◆ Extracted information
######
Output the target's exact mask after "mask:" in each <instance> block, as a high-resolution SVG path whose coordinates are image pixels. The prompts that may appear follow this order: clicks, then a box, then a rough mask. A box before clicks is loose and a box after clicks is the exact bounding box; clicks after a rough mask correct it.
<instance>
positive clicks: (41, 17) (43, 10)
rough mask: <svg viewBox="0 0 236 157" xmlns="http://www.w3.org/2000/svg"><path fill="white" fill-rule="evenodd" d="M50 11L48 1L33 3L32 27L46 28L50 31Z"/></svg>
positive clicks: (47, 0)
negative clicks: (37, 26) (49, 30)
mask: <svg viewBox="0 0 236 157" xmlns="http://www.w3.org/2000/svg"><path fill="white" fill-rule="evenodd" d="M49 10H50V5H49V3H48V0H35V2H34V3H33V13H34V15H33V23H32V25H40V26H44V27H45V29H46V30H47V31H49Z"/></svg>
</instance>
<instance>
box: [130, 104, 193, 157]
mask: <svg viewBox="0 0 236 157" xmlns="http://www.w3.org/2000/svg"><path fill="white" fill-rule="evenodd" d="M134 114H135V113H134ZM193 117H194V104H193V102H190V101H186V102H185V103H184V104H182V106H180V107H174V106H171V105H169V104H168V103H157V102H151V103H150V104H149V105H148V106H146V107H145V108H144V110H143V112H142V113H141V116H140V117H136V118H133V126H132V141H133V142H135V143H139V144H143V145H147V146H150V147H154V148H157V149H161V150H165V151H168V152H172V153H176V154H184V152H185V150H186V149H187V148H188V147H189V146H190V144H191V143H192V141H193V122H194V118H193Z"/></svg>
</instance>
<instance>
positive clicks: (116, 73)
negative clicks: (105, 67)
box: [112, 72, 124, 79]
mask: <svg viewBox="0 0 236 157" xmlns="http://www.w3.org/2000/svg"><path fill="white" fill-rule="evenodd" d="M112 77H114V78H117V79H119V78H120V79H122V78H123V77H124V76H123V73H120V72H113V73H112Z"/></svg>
######
Copy all lines above where "rough" is present.

◆ Your solution
Output the target's exact mask after "mask:" in each <instance> block, as a high-resolution SVG path whose coordinates are image pixels. The prompts that may appear follow this order: clicks, then a box, then a rough mask. A box before clicks is loose and a box after clicks is the exact bounding box; clicks after a rough mask correct it.
rough mask: <svg viewBox="0 0 236 157" xmlns="http://www.w3.org/2000/svg"><path fill="white" fill-rule="evenodd" d="M50 11L48 1L33 3L32 27L46 28L50 31Z"/></svg>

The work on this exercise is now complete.